Start SUPPLIED INFORMATION
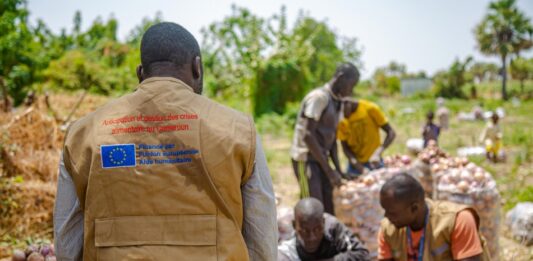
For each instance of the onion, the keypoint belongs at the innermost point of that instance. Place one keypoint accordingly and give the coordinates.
(463, 186)
(479, 176)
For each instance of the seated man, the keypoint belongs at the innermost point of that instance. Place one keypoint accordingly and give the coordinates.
(320, 236)
(430, 131)
(415, 228)
(359, 135)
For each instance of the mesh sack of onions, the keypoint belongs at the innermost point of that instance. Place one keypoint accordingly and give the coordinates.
(357, 205)
(465, 183)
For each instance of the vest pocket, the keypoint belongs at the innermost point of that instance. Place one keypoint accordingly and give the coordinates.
(172, 237)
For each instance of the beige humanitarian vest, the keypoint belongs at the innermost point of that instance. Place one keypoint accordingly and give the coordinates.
(158, 174)
(437, 244)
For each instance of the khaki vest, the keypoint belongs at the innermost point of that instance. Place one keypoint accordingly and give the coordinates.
(180, 197)
(437, 244)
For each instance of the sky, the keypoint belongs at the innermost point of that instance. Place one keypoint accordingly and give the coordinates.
(422, 34)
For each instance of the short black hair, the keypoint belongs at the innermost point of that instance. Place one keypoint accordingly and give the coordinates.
(168, 42)
(347, 70)
(308, 209)
(404, 187)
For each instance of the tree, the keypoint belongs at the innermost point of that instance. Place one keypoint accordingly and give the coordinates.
(248, 58)
(450, 83)
(503, 31)
(521, 69)
(15, 55)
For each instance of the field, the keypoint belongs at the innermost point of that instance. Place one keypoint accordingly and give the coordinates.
(33, 171)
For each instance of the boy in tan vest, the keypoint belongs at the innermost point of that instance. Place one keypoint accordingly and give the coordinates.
(164, 173)
(418, 229)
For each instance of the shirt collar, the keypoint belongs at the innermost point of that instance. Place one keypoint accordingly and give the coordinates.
(174, 83)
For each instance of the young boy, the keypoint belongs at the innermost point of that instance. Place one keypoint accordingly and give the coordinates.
(430, 130)
(492, 137)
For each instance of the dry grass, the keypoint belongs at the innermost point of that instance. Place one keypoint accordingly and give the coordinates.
(31, 140)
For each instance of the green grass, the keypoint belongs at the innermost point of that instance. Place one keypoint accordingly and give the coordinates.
(514, 176)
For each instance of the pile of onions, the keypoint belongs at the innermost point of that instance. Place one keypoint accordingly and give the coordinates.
(397, 161)
(357, 205)
(466, 183)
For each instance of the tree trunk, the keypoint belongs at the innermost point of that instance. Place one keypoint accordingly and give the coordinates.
(504, 78)
(4, 94)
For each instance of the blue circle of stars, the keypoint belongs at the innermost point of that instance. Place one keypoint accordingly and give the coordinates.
(117, 156)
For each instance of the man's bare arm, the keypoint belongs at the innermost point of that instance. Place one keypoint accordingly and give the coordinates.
(317, 152)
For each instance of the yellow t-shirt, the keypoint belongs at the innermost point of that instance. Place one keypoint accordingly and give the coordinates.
(361, 130)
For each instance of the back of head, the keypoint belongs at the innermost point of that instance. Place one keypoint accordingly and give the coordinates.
(347, 70)
(308, 209)
(169, 44)
(430, 115)
(345, 78)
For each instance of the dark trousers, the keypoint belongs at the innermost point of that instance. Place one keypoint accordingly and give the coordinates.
(316, 183)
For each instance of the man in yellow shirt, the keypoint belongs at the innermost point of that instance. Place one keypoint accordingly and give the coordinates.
(359, 135)
(492, 137)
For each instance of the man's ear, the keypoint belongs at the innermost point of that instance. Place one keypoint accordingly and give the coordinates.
(415, 207)
(197, 68)
(140, 72)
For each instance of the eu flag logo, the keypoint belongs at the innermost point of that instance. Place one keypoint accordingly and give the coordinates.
(117, 155)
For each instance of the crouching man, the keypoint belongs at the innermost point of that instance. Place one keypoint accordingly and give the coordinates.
(320, 236)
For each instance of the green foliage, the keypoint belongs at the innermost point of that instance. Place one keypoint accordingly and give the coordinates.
(450, 84)
(521, 69)
(503, 31)
(387, 80)
(267, 65)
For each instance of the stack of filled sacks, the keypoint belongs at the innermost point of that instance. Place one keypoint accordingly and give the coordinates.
(357, 205)
(463, 182)
(428, 157)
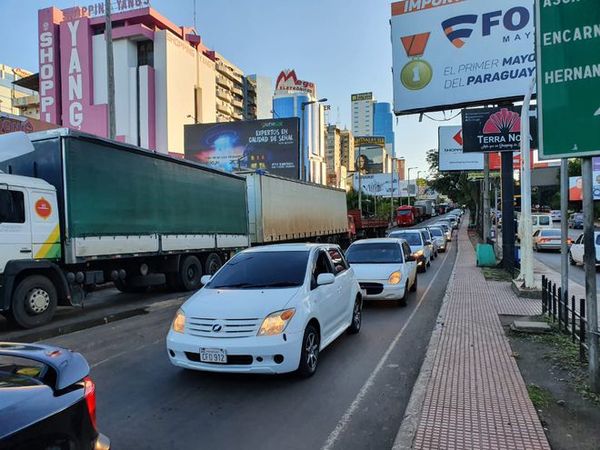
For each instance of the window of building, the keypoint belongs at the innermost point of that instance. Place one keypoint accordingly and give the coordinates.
(146, 53)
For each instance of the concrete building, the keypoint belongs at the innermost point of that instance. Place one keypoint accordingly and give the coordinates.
(362, 114)
(263, 88)
(15, 99)
(298, 98)
(383, 125)
(165, 77)
(348, 156)
(333, 156)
End SUPPLIED INFORMATION
- _PROMPT_
Write the listing above out again exactly, dropping each image.

- _SOLUTION TO THIS PROBLEM_
For each instance of the onion, the keypoint belongs at the innermost point of that instance. Place one keypoint accordingly and give the coordinates.
(463, 186)
(479, 176)
For each instance of the seated man, the keypoint belongs at the innermost point of that instance. Place one keypoint accordingly and give the coordinates.
(320, 236)
(430, 131)
(415, 228)
(359, 135)
For each instance of the mesh sack of onions, the keypoint belongs at the innermost point of that instance. Place one keypoint accordingly and give the coordinates.
(357, 205)
(465, 183)
For each instance of the vest pocket, the keypoint belongs at the innermost point of that instance. Place one keypoint accordingly and give the coordinates.
(172, 237)
For each instance of the beige humanitarian vest, the keypoint belongs at the innermost point of that instance. Place one keypoint accordingly and give the coordinates.
(158, 174)
(437, 244)
For each instance of the khaki vest, the keypoint belongs at the innermost point of that instance. Place one keypoint accordingly and give the coordinates.
(180, 197)
(437, 244)
For each instance of the sky, the keypoint belongs at the innermost point of that instance. Place one keypoint accordingly and give the coordinates.
(422, 34)
For each instance of the short black hair, the keypoint belongs at the innermost point of that instance. Place one keypoint accordingly and give the coordinates.
(168, 42)
(347, 70)
(308, 209)
(404, 187)
For each instance of the tree, the keypoint belongs at the innermost point of that instance. Place one keypoint accordingly and give the coordinates.
(248, 58)
(450, 83)
(503, 31)
(521, 69)
(15, 55)
For each instance of the field, the keypoint belongs at the innermost point of that instance. Place one keypoint accordingly and give the coordinates.
(33, 171)
For each instance of the boy in tan vest, the keypoint belongs at the innermost point of that instance. Place one keypoint accordingly and give the coordinates.
(164, 173)
(418, 229)
For each instance of the shirt collar, the keypoint belongs at the innermost point of that instance. Place one keypoint accordingly and give the coordinates.
(174, 83)
For each instance of the young boy, the keypoint belongs at the innermost point of that instance. Place one keypoint accordingly and give the coordinates.
(430, 130)
(492, 137)
For each instance of the dry grass, the keypoint belongs at the innermost point of that instance. Place one keypoint accordingly and give the coordinates.
(31, 140)
For each instance of the green grass, the keypoint belongs at the innermost point of that instance. Place one keypoint accordingly and give the coordinates.
(514, 176)
For each instance of the pile of onions, the keypoint belongs at the innermost point of that instance. Place one keypoint accordingly and give the coordinates.
(397, 161)
(357, 205)
(466, 183)
For each instance of the tree trunk, the keypoint belongs at the innermost point of that instance. Place one keypoint accordingly and give the coordinates.
(504, 78)
(4, 94)
For each instance of the blue circle of stars, the keypoint belongs at the innermost point of that instance. Place one keypoint accordingly and give the coordinates.
(117, 156)
For each instance of the man's bare arm, the keypoint belongs at the innermost point of that instance. Place one keypoint accordingly and give the coordinates.
(317, 152)
For each instance of the yellow t-shirt, the keypoint belongs at the innermost point of that instance. Place one keypoint accordingly and give the coordinates.
(361, 130)
For each instance of the back of head, the keypoint belongs at the innermost point of that instance. Place one keypoint accordingly and give the coordinates.
(347, 70)
(308, 209)
(169, 44)
(430, 115)
(345, 78)
For each instance of the dark trousers, the keypoint belongs at the innermost point of that instance. Place one keypoint accordingly and give the coordinates.
(316, 183)
For each instance of the man in yellow shirt, the keypoint belongs at the innermost point of that instance. Place one keypoint accordingly and give the coordinates.
(359, 135)
(492, 137)
For each instance of the man's ear, the keypoint belongs at the innermost point of that instance. Place one keypoint accordingly and give the coordinates.
(415, 207)
(197, 68)
(140, 72)
For each instance of the eu flag logo, the keypoint belongs at the innermost point of that instance. Place one keypoint accordingly and give the coordinates.
(117, 155)
For each instance of the crouching man, the keypoint belongs at the innermost point of that instance. Place one keypoint accordingly and give the coordinates.
(320, 236)
For each instance of the green foliage, the keypoint belongs at the innermost point of that instance. Place one keypoint accordingly and give the coordinates.
(450, 84)
(521, 69)
(503, 31)
(387, 80)
(267, 65)
For each instance of the stack of filled sacks, the keypoint belongs at the innermost point of that instance. Place one keypoint accordingly and give the coordinates.
(357, 205)
(463, 182)
(428, 157)
For each instance of the window of building, the keypoint belongs at the innermost point of that instance. Place one keypoint accordingly and give the coordinates.
(146, 53)
For each instance of the concrete building, the keypoint belongs at the innermost point of that instance. Place one keypoint accordingly and give the coordinates.
(362, 114)
(263, 88)
(15, 99)
(298, 98)
(383, 125)
(165, 77)
(348, 156)
(333, 156)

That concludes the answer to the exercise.